Given text
*-*-*

Nina Byron (born Nina Clarice Betts, July 27, 1900 – January 21, 1987) was a New Zealand-American silent film actress.

Film actress
In 1916, Byron came to America with her mother while her father stayed behind in New Zealand and committed suicide. She studied dancing, went on tour, and joined the Hitchykoo company. Only a year after coming to New York City, Byron came to Los Angeles to make Truthful Tulliver (1917) with William S. Hart. As Abby Hope in The Heir of the Ages (1917), Byron was described by a critic as having substantial acting skills. She was the ingenue (stock character) for House Peters. The material she was given to work with, according to the reviewer, did not test her ability. He likens Byron's laughter in the film to Mary Pickford. Her character was merely required to laugh like the silent film icon. Her other film credits are for roles in The Cruise of the Make-Believes (1918), The Source (1918), The Dub (1919), Johnny Get Your Gun (1919), The Boomerang (1919), and The Broken Butterfly (1919).

Ziegfeld Follies
Byron was a member of the Ziegfeld Follies in 1925, after she was out of movies. Her fellow dancers included Ruth Fallows, Helen MacDonald, and Doris Lloyd. In February 1925 they performed at the Moulin Rouge. Byron was a musical comedy theater performer on Broadway and was associated with Eddie Cantor. She was among the 100 travelers who returned to Los Angeles aboard the Dollar around-the-world liner President Wilson in March 1929. Others included John Barrymore and his bride, Dolores Costello. Byron was featured in the Florenz Ziegfeld show, Woopee, in 1929. The cruise she returned from was a trip through the tropics and up the west coast.

*-*-*

Image annotation data
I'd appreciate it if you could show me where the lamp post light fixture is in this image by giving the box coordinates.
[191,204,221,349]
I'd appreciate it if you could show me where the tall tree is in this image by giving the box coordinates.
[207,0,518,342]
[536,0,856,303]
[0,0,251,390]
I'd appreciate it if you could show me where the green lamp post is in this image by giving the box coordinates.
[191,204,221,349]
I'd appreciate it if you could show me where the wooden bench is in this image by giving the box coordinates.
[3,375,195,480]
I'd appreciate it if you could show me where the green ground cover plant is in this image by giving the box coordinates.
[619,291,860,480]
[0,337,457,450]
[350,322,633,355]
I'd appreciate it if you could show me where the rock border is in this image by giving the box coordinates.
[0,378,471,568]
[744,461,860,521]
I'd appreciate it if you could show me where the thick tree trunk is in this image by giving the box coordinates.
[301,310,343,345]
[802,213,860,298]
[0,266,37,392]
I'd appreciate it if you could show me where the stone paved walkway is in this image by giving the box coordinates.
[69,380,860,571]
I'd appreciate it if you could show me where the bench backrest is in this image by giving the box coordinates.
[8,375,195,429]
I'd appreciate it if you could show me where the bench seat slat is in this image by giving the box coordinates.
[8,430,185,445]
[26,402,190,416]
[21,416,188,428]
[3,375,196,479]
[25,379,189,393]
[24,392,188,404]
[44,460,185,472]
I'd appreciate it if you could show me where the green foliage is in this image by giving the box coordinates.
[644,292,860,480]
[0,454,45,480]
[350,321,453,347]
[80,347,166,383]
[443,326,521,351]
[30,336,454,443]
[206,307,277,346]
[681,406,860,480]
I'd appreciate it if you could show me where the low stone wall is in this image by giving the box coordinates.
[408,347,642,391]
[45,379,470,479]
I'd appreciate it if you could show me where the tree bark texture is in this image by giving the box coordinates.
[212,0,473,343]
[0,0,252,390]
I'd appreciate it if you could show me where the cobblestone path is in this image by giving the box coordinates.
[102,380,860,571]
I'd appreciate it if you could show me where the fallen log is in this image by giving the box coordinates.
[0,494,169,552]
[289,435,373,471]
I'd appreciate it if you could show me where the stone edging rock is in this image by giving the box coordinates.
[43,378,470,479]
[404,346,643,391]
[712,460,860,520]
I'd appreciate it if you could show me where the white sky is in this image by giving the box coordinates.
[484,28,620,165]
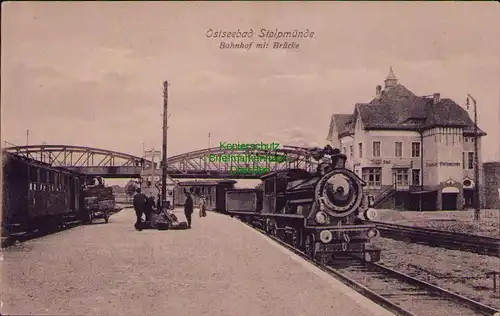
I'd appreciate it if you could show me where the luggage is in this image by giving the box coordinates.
[172,222,188,229]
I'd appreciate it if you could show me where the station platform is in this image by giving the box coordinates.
[0,209,393,316]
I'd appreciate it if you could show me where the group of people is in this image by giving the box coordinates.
[133,188,207,231]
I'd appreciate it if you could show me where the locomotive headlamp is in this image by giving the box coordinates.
[367,228,379,238]
[363,208,377,221]
[319,230,333,244]
[314,212,328,224]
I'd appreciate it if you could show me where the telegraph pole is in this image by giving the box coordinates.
[161,81,168,208]
[467,94,481,221]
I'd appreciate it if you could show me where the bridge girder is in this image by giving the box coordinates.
[4,145,318,179]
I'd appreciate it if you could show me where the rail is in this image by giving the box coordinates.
[364,221,500,258]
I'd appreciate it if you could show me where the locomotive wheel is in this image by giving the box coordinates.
[304,234,316,259]
[266,218,276,236]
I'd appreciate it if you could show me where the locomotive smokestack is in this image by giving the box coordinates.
[161,81,168,208]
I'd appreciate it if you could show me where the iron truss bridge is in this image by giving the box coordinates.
[4,145,318,179]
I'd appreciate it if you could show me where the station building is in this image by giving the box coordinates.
[327,67,486,210]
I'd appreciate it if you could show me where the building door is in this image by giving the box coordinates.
[441,193,458,211]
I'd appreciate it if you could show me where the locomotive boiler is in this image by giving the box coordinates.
[226,146,380,263]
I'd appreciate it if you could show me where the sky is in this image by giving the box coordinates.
[1,2,500,186]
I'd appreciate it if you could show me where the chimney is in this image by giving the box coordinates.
[433,93,441,104]
[375,85,382,99]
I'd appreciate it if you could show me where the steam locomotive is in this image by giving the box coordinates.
[2,151,85,237]
[226,145,381,263]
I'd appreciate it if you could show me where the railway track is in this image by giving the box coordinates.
[238,218,500,316]
[365,221,500,258]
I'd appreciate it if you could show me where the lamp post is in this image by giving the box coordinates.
[466,94,481,221]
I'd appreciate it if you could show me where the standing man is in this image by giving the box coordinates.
[200,195,207,217]
[134,188,146,231]
[184,190,193,228]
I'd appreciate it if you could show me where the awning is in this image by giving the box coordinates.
[410,190,437,194]
[441,187,460,193]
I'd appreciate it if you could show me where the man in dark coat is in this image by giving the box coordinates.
[134,188,146,231]
[184,191,193,228]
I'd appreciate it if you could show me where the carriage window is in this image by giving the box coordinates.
[276,178,286,192]
[264,178,274,195]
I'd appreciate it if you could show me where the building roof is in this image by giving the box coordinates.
[329,68,486,136]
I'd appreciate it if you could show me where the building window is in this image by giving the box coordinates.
[411,142,420,158]
[467,152,474,169]
[392,169,409,186]
[362,168,382,188]
[411,169,420,185]
[394,142,403,157]
[373,142,380,157]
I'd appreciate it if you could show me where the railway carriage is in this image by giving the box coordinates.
[2,152,85,237]
[226,146,380,262]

*-*-*

Jobs
1. Which films dated 1919 appear among Byron's credits in the Nina Byron article above?
2. Answer these questions from the Nina Byron article:
(a) In what year did Byron come to America?
(b) What character did she play in The Heir of the Ages?
(c) On which liner did she return to Los Angeles in March 1929?

Expected results
1. The Dub, Johnny Get Your Gun, The Boomerang, The Broken Butterfly

2.
(a) 1916
(b) Abby Hope
(c) The President Wilson